-- Exercise instructions --
Find every line below that contains the word "metal" and copy it out.

Image point grounding data
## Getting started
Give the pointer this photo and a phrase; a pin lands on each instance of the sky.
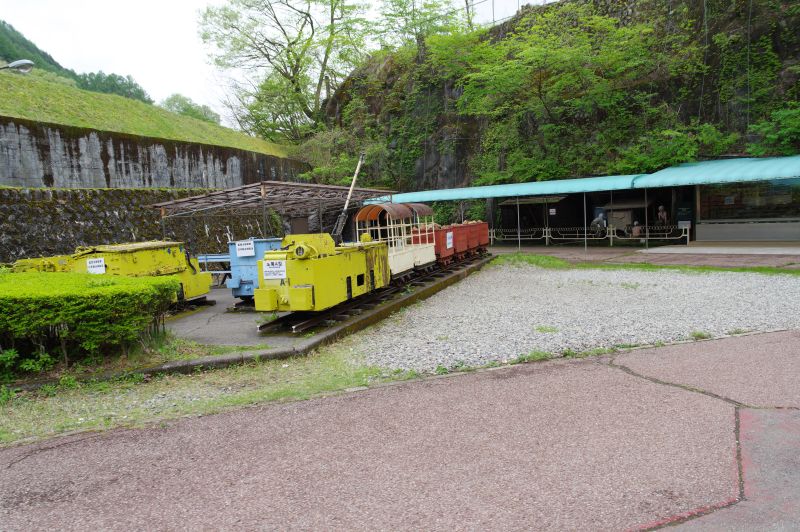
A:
(155, 41)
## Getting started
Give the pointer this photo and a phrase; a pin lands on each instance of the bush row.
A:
(72, 315)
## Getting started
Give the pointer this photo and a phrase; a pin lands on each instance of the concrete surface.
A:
(766, 249)
(747, 256)
(546, 446)
(770, 451)
(582, 444)
(760, 370)
(214, 325)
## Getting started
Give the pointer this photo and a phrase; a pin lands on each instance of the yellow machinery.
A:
(136, 259)
(58, 263)
(309, 272)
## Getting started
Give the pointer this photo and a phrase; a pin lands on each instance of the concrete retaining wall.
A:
(34, 154)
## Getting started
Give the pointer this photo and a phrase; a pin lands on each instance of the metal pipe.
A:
(646, 226)
(519, 232)
(585, 231)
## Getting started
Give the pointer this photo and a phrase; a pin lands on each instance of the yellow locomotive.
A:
(136, 259)
(309, 272)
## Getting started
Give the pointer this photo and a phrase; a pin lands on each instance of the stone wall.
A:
(35, 154)
(47, 221)
(40, 222)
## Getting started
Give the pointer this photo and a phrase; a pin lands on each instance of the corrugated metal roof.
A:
(537, 188)
(701, 173)
(722, 171)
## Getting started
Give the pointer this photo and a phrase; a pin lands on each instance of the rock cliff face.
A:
(35, 154)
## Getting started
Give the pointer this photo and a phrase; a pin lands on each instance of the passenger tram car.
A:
(394, 242)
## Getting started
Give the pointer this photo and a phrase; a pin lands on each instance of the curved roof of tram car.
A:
(397, 211)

-- Answer to this task --
Give the pointer this photo and a phrase; a pin lands on each instance of the metal pipe.
Give the pointer this photo and a phrase; a pin lands on each instance of the corrugated metal roof.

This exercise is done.